| TRY IT |
Give again, exactly as written, each line of the material below starting at the line that contains "box: [1012, 536, 1037, 571]" and ending at the line that contains "positive clicks: (1019, 562)". Both ends count, and no other line does.

### EXERCISE INPUTS

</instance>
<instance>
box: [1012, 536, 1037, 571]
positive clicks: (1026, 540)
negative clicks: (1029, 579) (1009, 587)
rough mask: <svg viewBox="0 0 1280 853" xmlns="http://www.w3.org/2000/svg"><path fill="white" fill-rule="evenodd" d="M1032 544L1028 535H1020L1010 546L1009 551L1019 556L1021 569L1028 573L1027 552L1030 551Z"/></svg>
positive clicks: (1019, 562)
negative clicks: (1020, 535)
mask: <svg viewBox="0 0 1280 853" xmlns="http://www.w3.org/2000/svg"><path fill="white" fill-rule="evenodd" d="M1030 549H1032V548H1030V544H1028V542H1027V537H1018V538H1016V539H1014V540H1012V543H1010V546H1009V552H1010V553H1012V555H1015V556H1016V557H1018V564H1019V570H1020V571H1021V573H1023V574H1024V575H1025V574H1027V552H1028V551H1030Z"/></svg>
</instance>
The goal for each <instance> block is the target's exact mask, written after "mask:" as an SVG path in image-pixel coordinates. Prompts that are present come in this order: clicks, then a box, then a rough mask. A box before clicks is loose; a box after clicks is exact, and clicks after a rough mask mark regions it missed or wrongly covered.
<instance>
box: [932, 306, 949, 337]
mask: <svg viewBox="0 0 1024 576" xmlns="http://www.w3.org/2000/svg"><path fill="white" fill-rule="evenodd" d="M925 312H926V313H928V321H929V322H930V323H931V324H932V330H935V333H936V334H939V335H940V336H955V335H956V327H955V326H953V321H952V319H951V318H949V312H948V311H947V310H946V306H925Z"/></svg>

######

| REPLY |
box: [1012, 536, 1037, 571]
positive clicks: (1026, 540)
negative clicks: (1029, 579) (1009, 587)
rough mask: <svg viewBox="0 0 1280 853" xmlns="http://www.w3.org/2000/svg"><path fill="white" fill-rule="evenodd" d="M1032 544L1028 535H1020L1010 546L1009 551L1019 556L1021 569L1028 573L1027 552L1030 551Z"/></svg>
positive clicks: (1019, 562)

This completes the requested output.